Problema da risolvere:
Puoi citare testualmente, dall'articolo sullo scioglimento delle Camere, la parte che si apre con le parole contenenti "Come si può" e si chiude con "questione è complessa."?

Estratto da leggere:
“Napolitano non può sciogliere le Camere”

“Napolitano non può sciogliere le Camere”

L’Italia non sta bene, e sembra che non starà bene a lungo. Ma la medicina, secondo molti, c’è: mandare a casa il governo, cambiare legge elettorale, ritornare alle urne e riprendere con un nuovo governo. Magari migliore. Per farlo, però, si deve cominciare dal primo punto, forse il più complicato: chiudere in anticipo la legislatura.

Come si può fare? Con la sfiducia, sembra impossibile: Berlusconi i numeri in Parlamento ce li ha, e sono sufficienti. Trovare una maggioranza alternativa, invece, è un lavoro logorante e difficile e soprattutto lungo. In queste ultimi giorni, allora, la soluzione che si profila assume sempre di più i noti contorni del Presidente della Repubblica. Giorgio Napolitano dovrebbe compiere un gesto coraggioso: sciogliere le Camere per il bene del Paese. Ma può? La questione è complessa.

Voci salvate
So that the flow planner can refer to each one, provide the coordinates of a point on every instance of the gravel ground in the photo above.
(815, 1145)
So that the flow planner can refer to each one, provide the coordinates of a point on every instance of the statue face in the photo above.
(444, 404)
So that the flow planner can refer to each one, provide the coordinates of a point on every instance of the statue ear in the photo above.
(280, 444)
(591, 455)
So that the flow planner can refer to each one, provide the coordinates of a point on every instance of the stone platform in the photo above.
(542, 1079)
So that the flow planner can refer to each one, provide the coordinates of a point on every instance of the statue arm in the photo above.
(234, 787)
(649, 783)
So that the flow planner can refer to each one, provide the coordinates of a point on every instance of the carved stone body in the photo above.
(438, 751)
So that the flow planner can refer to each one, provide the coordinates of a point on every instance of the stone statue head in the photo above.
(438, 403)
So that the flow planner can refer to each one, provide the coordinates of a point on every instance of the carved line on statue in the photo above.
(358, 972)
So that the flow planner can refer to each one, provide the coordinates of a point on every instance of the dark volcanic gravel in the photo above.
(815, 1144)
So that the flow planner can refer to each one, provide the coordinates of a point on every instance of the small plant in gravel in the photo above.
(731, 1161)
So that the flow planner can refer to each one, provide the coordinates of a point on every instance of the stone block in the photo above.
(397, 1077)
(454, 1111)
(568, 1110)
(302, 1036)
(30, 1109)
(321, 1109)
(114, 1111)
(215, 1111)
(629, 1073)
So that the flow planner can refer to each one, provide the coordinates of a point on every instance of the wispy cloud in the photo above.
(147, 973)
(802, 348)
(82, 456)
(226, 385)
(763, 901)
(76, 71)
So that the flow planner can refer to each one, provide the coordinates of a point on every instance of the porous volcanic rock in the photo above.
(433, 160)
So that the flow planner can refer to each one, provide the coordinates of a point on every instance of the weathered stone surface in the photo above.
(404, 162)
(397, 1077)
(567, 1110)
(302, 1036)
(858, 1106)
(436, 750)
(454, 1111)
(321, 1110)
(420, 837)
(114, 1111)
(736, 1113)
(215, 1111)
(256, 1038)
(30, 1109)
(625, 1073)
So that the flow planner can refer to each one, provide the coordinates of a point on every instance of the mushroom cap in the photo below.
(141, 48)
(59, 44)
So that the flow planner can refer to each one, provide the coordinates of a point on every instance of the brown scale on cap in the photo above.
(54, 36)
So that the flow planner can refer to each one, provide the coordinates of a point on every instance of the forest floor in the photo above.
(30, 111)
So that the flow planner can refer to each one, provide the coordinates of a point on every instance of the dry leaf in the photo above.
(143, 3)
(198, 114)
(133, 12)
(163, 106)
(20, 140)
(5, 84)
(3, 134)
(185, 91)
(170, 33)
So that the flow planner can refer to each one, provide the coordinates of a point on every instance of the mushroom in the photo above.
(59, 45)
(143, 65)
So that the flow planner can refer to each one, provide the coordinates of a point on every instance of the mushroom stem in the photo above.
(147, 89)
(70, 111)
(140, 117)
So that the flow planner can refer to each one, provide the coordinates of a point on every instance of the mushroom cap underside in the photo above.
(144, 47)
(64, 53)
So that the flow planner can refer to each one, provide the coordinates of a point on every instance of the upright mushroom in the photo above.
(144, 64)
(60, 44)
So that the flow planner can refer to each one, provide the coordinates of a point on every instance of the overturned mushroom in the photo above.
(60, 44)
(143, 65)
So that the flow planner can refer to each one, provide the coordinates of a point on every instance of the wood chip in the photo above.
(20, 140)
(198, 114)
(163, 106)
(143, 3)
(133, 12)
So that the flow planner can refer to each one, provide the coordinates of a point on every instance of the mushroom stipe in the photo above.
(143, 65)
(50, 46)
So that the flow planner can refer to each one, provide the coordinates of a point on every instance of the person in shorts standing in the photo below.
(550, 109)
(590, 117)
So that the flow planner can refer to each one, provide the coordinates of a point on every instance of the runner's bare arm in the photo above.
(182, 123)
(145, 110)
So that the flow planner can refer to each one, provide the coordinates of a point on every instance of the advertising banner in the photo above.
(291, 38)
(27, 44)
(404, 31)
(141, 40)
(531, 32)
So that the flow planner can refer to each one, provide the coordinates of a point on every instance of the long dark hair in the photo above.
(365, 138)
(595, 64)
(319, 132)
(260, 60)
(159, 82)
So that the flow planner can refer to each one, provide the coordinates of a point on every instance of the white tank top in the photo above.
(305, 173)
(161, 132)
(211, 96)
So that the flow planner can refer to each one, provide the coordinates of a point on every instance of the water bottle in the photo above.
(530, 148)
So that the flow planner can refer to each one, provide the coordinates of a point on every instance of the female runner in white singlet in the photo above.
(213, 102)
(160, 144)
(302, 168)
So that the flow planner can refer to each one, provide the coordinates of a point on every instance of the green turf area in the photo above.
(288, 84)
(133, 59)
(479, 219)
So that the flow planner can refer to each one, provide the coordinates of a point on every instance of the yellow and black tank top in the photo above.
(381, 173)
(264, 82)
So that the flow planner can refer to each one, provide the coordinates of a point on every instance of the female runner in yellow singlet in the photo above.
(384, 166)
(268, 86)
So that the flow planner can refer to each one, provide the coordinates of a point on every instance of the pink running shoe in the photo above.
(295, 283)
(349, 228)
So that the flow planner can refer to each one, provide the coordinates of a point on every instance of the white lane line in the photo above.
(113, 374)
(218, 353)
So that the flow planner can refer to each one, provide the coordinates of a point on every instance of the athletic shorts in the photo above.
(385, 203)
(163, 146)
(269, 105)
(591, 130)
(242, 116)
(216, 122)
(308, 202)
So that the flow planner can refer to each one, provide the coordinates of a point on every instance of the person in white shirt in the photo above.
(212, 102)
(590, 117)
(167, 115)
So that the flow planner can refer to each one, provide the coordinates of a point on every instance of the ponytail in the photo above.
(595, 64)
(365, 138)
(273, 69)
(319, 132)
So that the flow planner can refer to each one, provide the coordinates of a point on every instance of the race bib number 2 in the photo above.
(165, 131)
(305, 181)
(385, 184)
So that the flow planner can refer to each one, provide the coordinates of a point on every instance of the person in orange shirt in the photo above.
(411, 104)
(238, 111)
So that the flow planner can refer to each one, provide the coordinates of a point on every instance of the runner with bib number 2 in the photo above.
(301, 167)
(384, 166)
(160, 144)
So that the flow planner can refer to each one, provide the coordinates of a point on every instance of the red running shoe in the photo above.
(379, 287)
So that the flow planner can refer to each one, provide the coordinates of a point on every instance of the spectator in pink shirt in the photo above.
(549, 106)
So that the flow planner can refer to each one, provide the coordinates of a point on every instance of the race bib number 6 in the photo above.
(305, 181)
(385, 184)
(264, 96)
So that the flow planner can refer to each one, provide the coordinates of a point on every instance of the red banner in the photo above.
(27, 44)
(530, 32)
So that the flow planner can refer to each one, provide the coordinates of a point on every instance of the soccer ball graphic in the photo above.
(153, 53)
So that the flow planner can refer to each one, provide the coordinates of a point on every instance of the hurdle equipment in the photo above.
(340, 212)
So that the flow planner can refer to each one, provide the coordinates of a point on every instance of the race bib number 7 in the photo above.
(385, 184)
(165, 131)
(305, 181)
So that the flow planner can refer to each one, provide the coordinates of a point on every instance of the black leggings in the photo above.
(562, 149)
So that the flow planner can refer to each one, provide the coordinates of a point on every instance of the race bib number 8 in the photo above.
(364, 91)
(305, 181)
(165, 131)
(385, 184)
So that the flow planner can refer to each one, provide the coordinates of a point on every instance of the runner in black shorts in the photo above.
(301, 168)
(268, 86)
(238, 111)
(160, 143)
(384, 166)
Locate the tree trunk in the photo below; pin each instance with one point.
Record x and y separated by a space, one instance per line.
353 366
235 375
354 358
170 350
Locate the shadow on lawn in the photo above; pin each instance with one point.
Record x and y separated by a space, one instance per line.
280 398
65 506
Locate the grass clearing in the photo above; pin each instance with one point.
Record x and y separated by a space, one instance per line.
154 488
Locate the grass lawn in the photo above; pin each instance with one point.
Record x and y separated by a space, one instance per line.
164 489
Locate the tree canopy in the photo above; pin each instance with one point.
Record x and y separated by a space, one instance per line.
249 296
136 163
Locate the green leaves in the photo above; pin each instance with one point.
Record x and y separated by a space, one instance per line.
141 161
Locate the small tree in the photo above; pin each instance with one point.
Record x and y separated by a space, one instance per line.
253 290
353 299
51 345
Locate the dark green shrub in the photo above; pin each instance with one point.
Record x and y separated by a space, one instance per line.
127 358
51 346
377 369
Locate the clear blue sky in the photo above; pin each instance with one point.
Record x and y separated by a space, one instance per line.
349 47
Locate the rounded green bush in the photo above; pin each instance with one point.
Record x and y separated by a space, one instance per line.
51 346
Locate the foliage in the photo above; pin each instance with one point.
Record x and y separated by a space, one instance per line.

Risultato:
Come si può fare? Con la sfiducia, sembra impossibile: Berlusconi i numeri in Parlamento ce li ha, e sono sufficienti. Trovare una maggioranza alternativa, invece, è un lavoro logorante e difficile e soprattutto lungo. In queste ultimi giorni, allora, la soluzione che si profila assume sempre di più i noti contorni del Presidente della Repubblica. Giorgio Napolitano dovrebbe compiere un gesto coraggioso: sciogliere le Camere per il bene del Paese. Ma può? La questione è complessa.